■ WRITTEN EXERCISE: In the forum thread on GT-R paint colors below, shorten the paragraph that begins "I live in Estonia" while keeping its main facts.

[Begin DOCUMENT EXCERPT]

# Custom Paint Jobs?



## Swiss Frank (Apr 29, 2008)

I saw pics on the net of an orange R35 at Roppongi Crossing. I loved R34's in blue and I think I'd like my R35 better in the same color. I can't imagine repainting a brand-new car though.


----------



## LordeRyall (Mar 5, 2008)

That Orange one looked the absolute dogs.....

Found this doing a search...

Harrison's Orange R35 GT-R Unveiled and Spied in Roppongi

Awesome.


----------



## SmigzyGTR (Mar 20, 2006)

Would like to see what it looks like in either MNP or Bayside Blue.


----------



## thesoulkeeper (Feb 9, 2005)

Hmmmmm.....


----------



## Skyline Squeak (Jun 21, 2006)

dark purple, wonder how MPIII would come out like


----------



## chanman (Jan 15, 2005)

the black wheels makes it look agressive. The gtr looks gd in all colours, even the pink


----------



## minos (Sep 21, 2006)

yellow body simply works REALLY great IMO with the black wheel combo!


----------



## Stan (Jun 14, 2006)

Yellow looks good, pink is hideous.


----------



## borat52 (Jan 29, 2006)

Yellow looks very pretty. If it was available yellow would be my colour of choice.

Don't think bayside blue goes well on the R35, seems to cheapen its look.

Lime green also looks striking but once again, I think its on the cheapening side of attention seaking.

Yellow gets the balance spot on imho.


----------



## Kuro GT-R (Apr 25, 2008)

A little off-topic but does anybody know what parts are carbon fibre on the GT-R? I know the rear undertray is.

What about the front bumper, skirts, rear skirts, front skirt and bonnet scoops?

Cheers :wavey:


----------



## Slow (Apr 25, 2008)

borat52 said:


> Yellow looks very pretty. If it was available yellow would be my colour of choice.
> Yellow gets the balance spot on imho.


Same here. Yellow is the only colour I could imagine to have with all that black trim. As it's not available I'm sticking with gun metallic and black interior.
I tried to order gun metallic with BE (two-color interior) but was told that it's not possible. Let us see.


----------



## supraman (Mar 25, 2008)

Slow said:


> Same here. Yellow is the only colour I could imagine to have with all that black trim. As it's not available I'm sticking with gun metallic and black interior.
> I tried to order gun metallic with BE (two-color interior) but was told that it's not possible. Let us see.


Where do you live? In the UK? It's DEFINITELY possible to order the Black Edition in Gun Metallic. That's what I've done. Who told you that it's not possible?


----------



## Slow (Apr 25, 2008)

supraman said:


> Where do you live? In the UK? It's DEFINITELY possible to order the Black Edition in Gun Metallic. That's what I've done. Who told you that it's not possible?


I live in Estonia and I was told by my dealer that I can order only those configurations that can be chosen in car configurator at gtrnissan.com


----------



## supraman (Mar 25, 2008)

[End DOCUMENT EXCERPT]
[Begin PROVIDED RECORDS]

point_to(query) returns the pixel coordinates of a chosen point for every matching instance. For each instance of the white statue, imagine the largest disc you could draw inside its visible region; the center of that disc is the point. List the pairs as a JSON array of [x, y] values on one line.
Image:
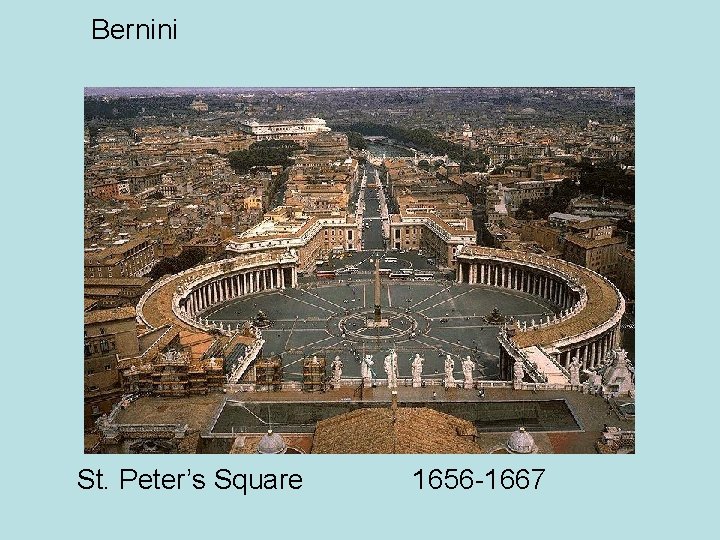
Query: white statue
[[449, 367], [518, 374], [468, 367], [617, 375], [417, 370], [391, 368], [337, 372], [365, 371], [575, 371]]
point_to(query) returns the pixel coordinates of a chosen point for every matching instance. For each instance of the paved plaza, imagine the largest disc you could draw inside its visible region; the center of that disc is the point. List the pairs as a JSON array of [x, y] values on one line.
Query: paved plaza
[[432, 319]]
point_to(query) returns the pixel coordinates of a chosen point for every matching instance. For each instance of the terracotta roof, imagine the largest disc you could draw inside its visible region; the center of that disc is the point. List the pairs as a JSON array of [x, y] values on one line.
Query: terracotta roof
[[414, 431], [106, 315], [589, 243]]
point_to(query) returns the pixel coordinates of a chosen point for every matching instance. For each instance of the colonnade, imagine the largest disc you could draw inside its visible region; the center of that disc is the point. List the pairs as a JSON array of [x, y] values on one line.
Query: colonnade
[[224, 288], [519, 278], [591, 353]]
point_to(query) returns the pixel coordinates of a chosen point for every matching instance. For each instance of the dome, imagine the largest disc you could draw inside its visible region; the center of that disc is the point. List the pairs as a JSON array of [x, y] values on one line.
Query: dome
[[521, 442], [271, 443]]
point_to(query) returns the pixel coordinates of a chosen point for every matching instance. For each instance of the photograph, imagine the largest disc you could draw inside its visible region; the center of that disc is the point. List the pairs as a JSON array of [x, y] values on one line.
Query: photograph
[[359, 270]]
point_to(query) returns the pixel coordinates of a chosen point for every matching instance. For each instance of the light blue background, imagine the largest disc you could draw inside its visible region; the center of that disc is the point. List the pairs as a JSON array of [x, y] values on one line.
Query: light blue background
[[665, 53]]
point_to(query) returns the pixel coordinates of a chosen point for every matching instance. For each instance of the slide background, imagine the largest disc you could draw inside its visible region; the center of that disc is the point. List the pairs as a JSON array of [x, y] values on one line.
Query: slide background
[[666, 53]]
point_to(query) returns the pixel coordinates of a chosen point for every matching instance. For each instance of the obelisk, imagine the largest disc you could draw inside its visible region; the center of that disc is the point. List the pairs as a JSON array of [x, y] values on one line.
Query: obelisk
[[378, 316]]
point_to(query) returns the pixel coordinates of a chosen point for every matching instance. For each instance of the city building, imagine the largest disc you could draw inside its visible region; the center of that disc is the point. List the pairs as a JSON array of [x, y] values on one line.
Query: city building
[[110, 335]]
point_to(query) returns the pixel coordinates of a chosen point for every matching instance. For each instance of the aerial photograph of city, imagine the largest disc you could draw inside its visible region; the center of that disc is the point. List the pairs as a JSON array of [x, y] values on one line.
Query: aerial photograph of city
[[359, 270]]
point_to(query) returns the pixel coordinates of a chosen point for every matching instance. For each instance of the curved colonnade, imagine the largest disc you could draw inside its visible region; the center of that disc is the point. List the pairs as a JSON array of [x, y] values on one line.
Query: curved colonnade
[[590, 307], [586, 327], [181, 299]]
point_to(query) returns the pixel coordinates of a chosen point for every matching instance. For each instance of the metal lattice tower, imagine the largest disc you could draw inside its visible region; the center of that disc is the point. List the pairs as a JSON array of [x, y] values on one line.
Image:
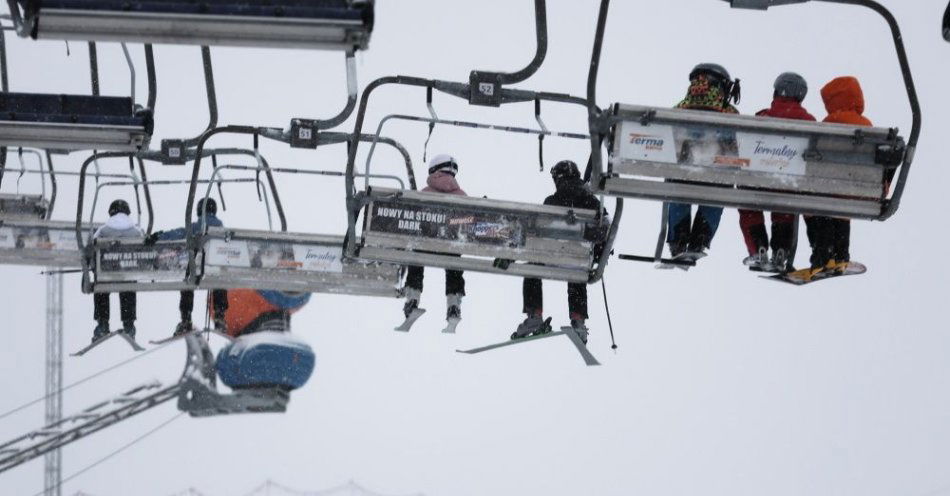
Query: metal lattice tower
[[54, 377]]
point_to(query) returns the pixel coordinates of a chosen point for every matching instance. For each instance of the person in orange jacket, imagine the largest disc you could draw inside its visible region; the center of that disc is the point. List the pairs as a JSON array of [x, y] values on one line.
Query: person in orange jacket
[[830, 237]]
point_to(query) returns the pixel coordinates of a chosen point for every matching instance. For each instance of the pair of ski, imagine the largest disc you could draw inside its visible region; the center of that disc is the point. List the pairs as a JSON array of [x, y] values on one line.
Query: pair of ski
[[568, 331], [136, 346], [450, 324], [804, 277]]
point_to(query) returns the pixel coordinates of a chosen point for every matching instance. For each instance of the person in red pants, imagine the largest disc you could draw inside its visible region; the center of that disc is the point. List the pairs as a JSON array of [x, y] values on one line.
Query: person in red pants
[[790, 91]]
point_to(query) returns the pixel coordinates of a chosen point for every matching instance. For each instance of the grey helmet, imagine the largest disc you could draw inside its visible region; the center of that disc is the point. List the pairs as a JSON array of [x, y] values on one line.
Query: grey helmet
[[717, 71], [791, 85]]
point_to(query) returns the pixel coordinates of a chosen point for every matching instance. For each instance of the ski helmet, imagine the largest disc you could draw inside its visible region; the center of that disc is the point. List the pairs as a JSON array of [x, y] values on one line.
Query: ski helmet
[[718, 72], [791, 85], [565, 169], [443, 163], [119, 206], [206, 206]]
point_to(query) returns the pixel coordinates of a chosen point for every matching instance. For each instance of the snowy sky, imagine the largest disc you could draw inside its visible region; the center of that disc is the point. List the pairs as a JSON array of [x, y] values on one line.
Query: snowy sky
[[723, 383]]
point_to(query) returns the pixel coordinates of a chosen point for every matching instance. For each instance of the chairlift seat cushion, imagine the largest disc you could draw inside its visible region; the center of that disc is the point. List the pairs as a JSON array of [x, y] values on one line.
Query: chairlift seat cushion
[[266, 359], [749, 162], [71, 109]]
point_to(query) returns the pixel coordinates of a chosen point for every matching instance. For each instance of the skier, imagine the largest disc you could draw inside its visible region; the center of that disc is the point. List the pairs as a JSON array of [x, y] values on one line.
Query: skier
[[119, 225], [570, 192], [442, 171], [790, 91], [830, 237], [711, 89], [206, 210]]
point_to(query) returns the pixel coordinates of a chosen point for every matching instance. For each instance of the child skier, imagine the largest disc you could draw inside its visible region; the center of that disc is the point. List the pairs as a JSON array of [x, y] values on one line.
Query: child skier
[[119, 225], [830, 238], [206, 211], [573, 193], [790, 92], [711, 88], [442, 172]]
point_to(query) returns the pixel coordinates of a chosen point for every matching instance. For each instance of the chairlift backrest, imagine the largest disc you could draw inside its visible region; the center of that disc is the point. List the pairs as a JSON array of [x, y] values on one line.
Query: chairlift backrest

[End PROVIDED RECORDS]

■ WORKED SOLUTION: The poster lives in Estonia, and their dealer said only configurations selectable in the gtrnissan.com car configurator can be ordered.